> _What the exercise asks_
List every line of the items below that contains the word "blue". Case counts.

# Provided material start

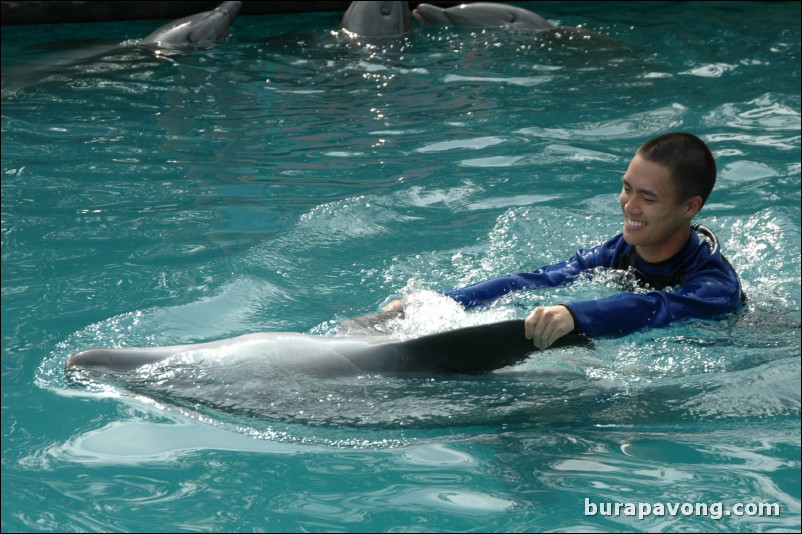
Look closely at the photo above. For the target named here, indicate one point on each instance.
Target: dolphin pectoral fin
(476, 349)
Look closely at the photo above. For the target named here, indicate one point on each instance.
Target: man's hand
(546, 324)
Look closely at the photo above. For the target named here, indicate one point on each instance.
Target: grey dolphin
(202, 30)
(482, 15)
(472, 350)
(377, 19)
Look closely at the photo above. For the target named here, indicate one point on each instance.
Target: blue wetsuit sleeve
(706, 294)
(549, 276)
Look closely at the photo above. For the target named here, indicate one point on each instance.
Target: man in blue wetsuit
(680, 263)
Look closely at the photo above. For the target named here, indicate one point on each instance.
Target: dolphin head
(482, 15)
(202, 30)
(377, 19)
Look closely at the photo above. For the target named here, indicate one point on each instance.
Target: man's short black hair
(692, 165)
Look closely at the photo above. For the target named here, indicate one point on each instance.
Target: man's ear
(693, 205)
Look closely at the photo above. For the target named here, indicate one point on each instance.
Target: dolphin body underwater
(470, 351)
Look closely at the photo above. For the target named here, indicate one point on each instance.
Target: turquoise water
(288, 180)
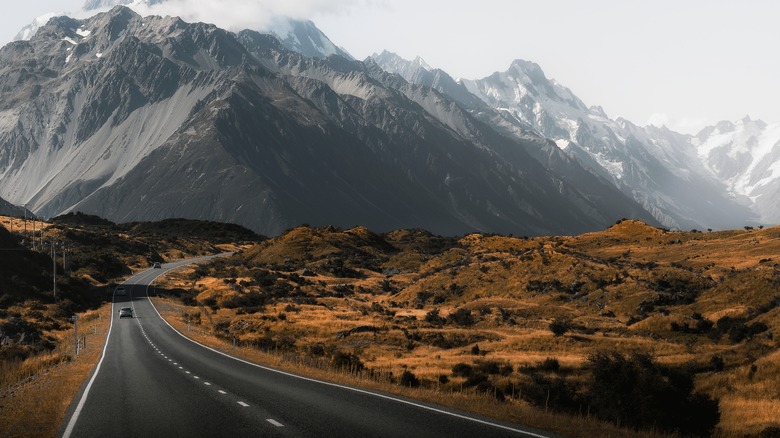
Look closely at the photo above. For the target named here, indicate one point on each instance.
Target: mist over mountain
(135, 118)
(660, 169)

# Provided material end

> _Solved problem_
Target: blue wetsuit sleeve
Target: man in blue wetsuit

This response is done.